■ **What you are asked to do**: Pull out every line of the rows below word for word, leaving out the pictures.

--- Start of Given data ---

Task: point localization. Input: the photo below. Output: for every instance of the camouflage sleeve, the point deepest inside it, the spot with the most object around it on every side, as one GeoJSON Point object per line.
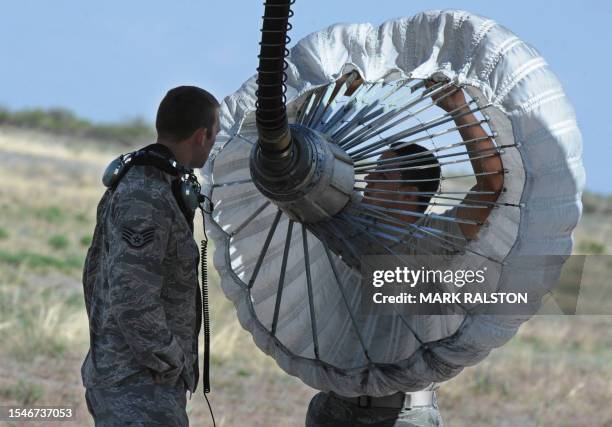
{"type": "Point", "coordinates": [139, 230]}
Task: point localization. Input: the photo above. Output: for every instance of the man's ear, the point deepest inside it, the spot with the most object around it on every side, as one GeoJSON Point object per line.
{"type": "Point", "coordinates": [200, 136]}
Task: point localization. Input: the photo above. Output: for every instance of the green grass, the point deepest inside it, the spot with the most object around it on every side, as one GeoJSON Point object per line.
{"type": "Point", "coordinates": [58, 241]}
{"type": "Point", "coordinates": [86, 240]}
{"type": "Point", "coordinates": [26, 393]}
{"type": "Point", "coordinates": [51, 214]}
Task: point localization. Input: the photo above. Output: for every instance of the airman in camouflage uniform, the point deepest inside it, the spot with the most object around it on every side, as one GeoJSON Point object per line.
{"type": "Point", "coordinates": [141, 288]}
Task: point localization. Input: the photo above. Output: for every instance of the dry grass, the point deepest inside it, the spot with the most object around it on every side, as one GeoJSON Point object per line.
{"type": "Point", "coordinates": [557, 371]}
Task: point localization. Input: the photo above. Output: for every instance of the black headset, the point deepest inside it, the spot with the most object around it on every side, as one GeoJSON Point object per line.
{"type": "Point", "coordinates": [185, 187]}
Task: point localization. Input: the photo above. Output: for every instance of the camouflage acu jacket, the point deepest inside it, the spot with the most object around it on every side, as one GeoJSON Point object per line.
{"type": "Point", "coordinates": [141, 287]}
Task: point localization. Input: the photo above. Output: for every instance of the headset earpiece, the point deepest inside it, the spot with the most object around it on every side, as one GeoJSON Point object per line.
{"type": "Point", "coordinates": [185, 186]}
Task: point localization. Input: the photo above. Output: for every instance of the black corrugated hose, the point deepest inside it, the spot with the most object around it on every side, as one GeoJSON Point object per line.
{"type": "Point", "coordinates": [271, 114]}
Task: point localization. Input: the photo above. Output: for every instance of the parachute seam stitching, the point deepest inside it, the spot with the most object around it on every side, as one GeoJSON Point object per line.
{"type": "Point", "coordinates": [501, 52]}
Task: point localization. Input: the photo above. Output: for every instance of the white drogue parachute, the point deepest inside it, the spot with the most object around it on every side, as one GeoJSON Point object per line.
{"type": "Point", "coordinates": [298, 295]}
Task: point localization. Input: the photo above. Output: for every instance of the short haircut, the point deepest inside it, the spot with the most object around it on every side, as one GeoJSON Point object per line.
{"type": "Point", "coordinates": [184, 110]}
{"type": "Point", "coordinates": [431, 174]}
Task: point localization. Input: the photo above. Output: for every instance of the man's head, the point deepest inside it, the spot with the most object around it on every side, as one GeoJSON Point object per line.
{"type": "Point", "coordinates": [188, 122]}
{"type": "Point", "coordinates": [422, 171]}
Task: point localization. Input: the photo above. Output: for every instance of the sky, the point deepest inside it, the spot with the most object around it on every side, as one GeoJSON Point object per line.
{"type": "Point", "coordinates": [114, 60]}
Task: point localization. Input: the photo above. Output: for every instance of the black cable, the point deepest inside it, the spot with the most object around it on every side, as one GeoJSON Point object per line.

--- End of Given data ---

■ **Output of the task**:
Task: point localization. Input: the photo below. Output: for every instance of the camouflage sleeve, the point deepest inside it, the spot with the most object around it on every side, as one GeoJSON Point object per line.
{"type": "Point", "coordinates": [139, 230]}
Task: point localization. Input: the photo above. Output: for every instance of the man's ear, the point deepest inside it, the spot with the most object around it on every side, as one GeoJSON Point object per line.
{"type": "Point", "coordinates": [200, 136]}
Task: point localization. Input: the photo above. Output: for every instance of the green grass, the point deepest inside it, the spot with the most object around it on every side, as one GeoJSON Point object per line.
{"type": "Point", "coordinates": [58, 241]}
{"type": "Point", "coordinates": [86, 240]}
{"type": "Point", "coordinates": [26, 393]}
{"type": "Point", "coordinates": [51, 214]}
Task: point localization. Input: the photo above. Output: for every instance of the airman in camouflage uniform, the point deepest inside it, the spot with the most object around it on every side, as one GeoJSON Point object per line.
{"type": "Point", "coordinates": [141, 288]}
Task: point localization. Input: the photo above. Output: for every instance of the dry grass, the point deepest inside it, the spot with the most object around it on every side, as one GeoJSON Point object per line.
{"type": "Point", "coordinates": [557, 371]}
Task: point localization. Input: the photo above. Output: for every instance of the black headset, the point deepest inside it, the spot with the most object around it on every side, as one GeoJSON Point object per line.
{"type": "Point", "coordinates": [185, 187]}
Task: point localization. Input: the photo above. Output: for every instance of the camouflage acu jacket, the point deepest inside it, the spot with the most object around it on every side, as one GeoJSON Point object per line.
{"type": "Point", "coordinates": [141, 287]}
Task: point localization. Input: the photo above. Output: for every instance of the headset earpiece, the point deepest inside it, the spot with the most object around it on every side, as one GeoJSON Point object per line.
{"type": "Point", "coordinates": [185, 186]}
Task: point localization. Input: the photo above. Output: for every instance of the black corrugated hose, the point deepest inside it, the spot with the most object around it on every side, as one GeoJSON Point object per line.
{"type": "Point", "coordinates": [271, 114]}
Task: point localization. Input: the photo above. Output: for every instance of the parachute seam stitching, the point deepest inside it, the spot with the most object around it on every side, as one GeoJSON Point object per line.
{"type": "Point", "coordinates": [501, 52]}
Task: point localization. Input: the photo above. Output: for every instance of the white drogue parachute, the point deepest inside it, the spot with the most object around it on every side, as one GeoJSON Point object per line.
{"type": "Point", "coordinates": [298, 295]}
Task: point localization. Input: the photo above. Output: for every instance of the short haircut, the point deepest inside it, the spot with the most object around it on every side, as one GeoJSON Point object per line.
{"type": "Point", "coordinates": [184, 110]}
{"type": "Point", "coordinates": [431, 174]}
Task: point localization. Input: the photo above. Output: for every instance of the man's head, the point deepest inside it, the spot with the most object around it on every side, as one GeoJSON Point object per line.
{"type": "Point", "coordinates": [188, 122]}
{"type": "Point", "coordinates": [422, 171]}
Task: point localization. Input: the photo above. Output: for every instance of the sky, the point deepest inside it, the spot with the most object around it on every side, as one GeoJSON Point object per line.
{"type": "Point", "coordinates": [114, 60]}
Task: point localization. Input: the photo above. Output: for every instance of the black cable, the point deepest inside it, the spot with the most object around it on every side, as one GeoJSON Point object per line.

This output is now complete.